→ TEKS HASIL EKSTRAKSI:
◇ ◇ ◇

Berita Padang hari ini dan berita Sumbar hari ini: Keluarga korban kekerasan seksual di Padang terancam dikriminalisasi dengan adanya pengaduan penipuan dan penggelapan.
Padang, Padangkita.com - Keluarga korban kekerasan seksual di Padang terancam dikriminalisasi dengan adanya pengaduan penipuan dan penggelapan. Kasus bermula ketika Bunga, 16 tahun-bukan nama sebenarnya-mengalami kekerasan seksual oleh pacarnya R, 22 tahun pada bulan Februari lalu.
Keluarga Bunga melaporkan R ke Polsek Koto Tangah, dan R ditangkap serta dikenai Pasal 332 KUHP karena telah melarikan perempuan di bawah umur.
“Dia menjadi korban kekerasan seksual. Dia dan pelaku memiliki hubungan berpacaran. Orangtua korban tidak terima dan melapor ke pihak kepolisian. Kemudian R ditangkap dan ditahan oleh kepolisian,” kata Direktur WCC Nurani Perempuan Rahmi Meri Yenti saat mendampingi keluarga korban dalam konferensi pers, Senin (22/03/21) di Kantor Lembaga Bantuan Hukum (LBH) Padang.
Setelah R ditahan, keluarga R mendatangi keluarga Bunga, memberikan uang sejumlah Rp20 juta untuk biaya pengobatan. Pemberian uang tersebut juga disertai dengan perjanjian “damai” antara keluarga korban dan keluarga pelaku.
Berbekal contoh surat perjanjian di internet, Ibu Bunga menulis perjanjian akan mencabut laporan setelah menerima uang restitusi atau uang pengobatan tersebut.

◇ ◇ ◇

→ DAFTAR BUTIR:
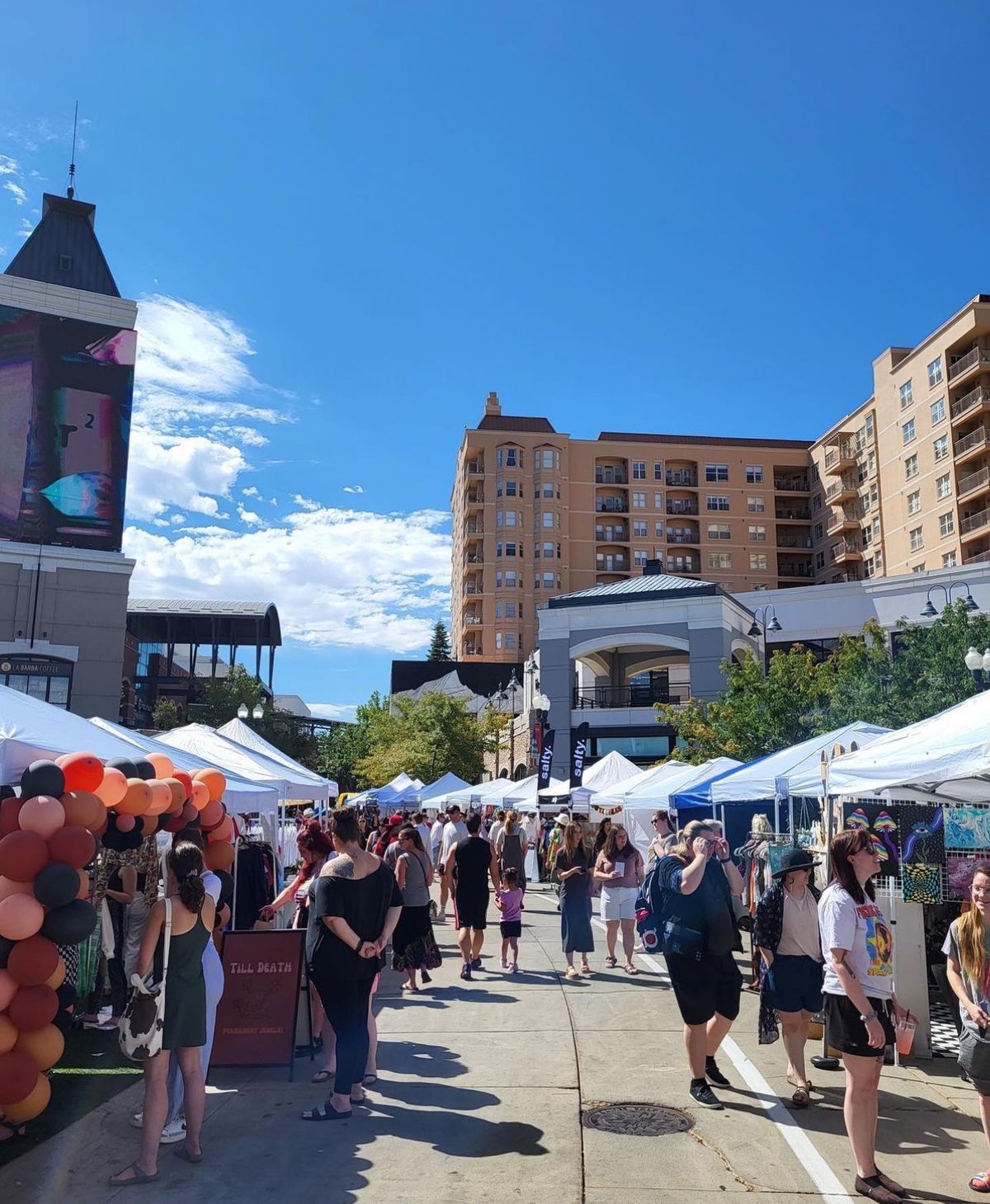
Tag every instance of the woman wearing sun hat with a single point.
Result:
(790, 945)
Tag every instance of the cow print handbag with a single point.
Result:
(142, 1026)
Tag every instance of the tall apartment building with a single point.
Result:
(903, 484)
(537, 513)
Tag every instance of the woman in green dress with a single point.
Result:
(185, 1033)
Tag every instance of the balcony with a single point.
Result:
(976, 398)
(976, 358)
(974, 482)
(969, 444)
(610, 698)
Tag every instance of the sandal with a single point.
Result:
(138, 1177)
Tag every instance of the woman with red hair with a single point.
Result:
(314, 847)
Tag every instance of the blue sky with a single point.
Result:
(346, 223)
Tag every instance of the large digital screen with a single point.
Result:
(67, 389)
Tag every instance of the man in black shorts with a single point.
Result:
(470, 867)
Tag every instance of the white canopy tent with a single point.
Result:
(240, 796)
(238, 731)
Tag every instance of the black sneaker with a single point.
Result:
(704, 1094)
(713, 1075)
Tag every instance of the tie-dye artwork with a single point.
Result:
(922, 838)
(967, 827)
(882, 821)
(959, 867)
(922, 884)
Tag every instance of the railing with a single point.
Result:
(974, 521)
(977, 355)
(974, 440)
(974, 397)
(974, 481)
(610, 698)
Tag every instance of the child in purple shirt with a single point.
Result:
(508, 900)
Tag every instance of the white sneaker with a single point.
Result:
(173, 1132)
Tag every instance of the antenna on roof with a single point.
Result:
(70, 191)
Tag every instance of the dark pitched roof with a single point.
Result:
(512, 423)
(702, 441)
(63, 249)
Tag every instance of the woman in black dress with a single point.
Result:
(573, 869)
(193, 913)
(354, 911)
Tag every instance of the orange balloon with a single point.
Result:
(112, 789)
(211, 814)
(35, 1103)
(223, 831)
(82, 771)
(138, 800)
(162, 762)
(218, 855)
(44, 1046)
(162, 797)
(82, 809)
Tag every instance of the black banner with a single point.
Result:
(579, 753)
(546, 759)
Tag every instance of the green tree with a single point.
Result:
(440, 646)
(167, 715)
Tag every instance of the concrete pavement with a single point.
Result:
(481, 1094)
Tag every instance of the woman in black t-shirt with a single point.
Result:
(356, 908)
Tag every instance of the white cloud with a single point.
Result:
(338, 577)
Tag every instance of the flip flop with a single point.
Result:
(138, 1177)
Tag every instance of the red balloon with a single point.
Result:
(82, 771)
(31, 962)
(22, 855)
(73, 845)
(18, 1075)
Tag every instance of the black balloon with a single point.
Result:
(57, 884)
(42, 778)
(127, 767)
(144, 769)
(71, 924)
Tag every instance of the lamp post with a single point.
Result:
(764, 620)
(929, 610)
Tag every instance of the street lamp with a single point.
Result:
(929, 610)
(978, 664)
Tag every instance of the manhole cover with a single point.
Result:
(636, 1120)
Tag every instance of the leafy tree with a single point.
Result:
(167, 715)
(440, 646)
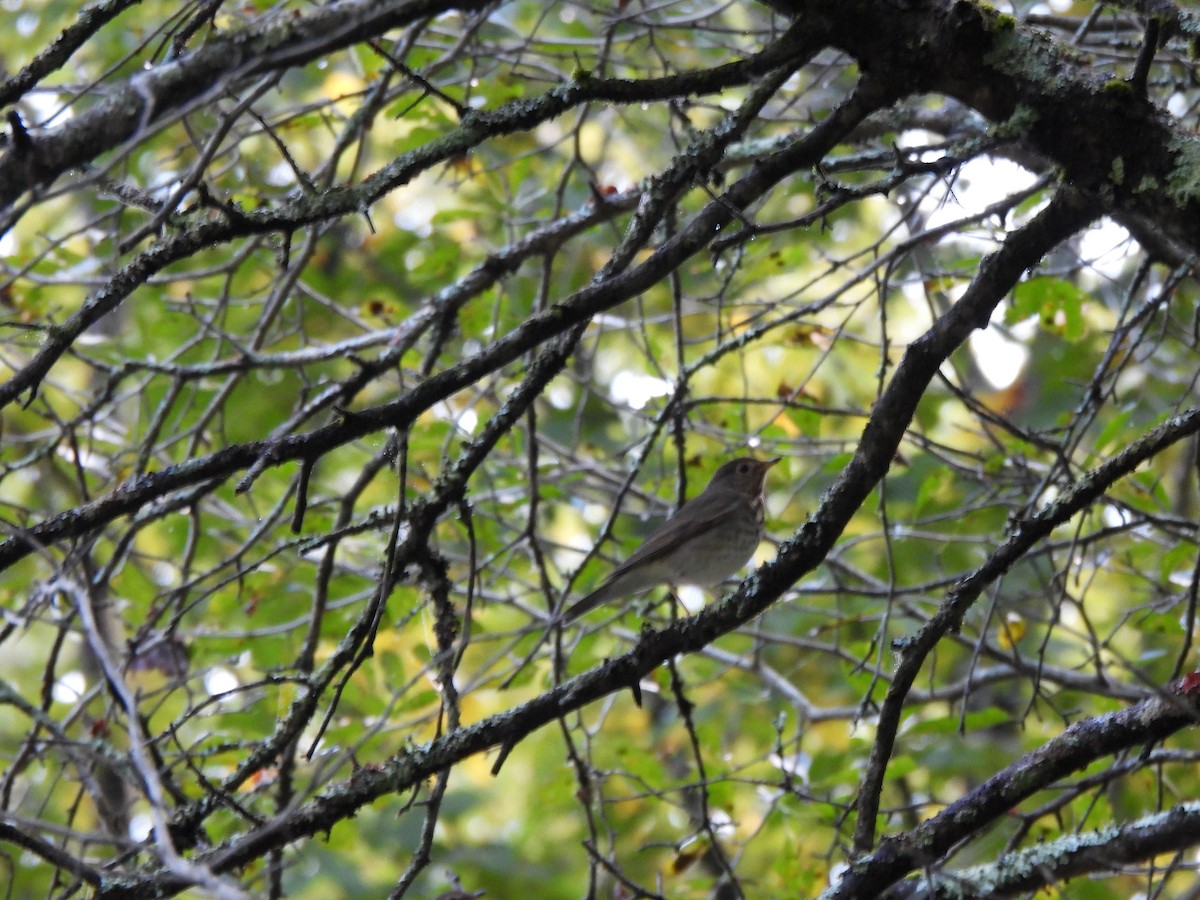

◇ ◇ ◇

→ PETUNJUK PENGERJAAN:
a - Menurut teks berita, berapa jumlah uang yang diberikan keluarga R kepada keluarga Bunga?
b - Tentukan apakah setiap pernyataan berikut sesuai dengan teks berita. Jawab ya atau tidak, lalu kutip kata-kata teks yang menjadi penentunya. (i) R dikenai Pasal 332 KUHP. (ii) Konferensi pers diadakan di Polsek Koto Tangah. (iii) Ibu Bunga menulis surat perjanjian berdasarkan contoh dari internet.

→ KUNCI JAWABAN LATIHAN:
a - Rp20 juta, untuk biaya pengobatan.

b -
(i) Ya: "dikenai Pasal 332 KUHP karena telah melarikan perempuan di bawah umur"
(ii) Tidak: "di Kantor Lembaga Bantuan Hukum (LBH) Padang"
(iii) Ya: "Berbekal contoh surat perjanjian di internet, Ibu Bunga menulis perjanjian"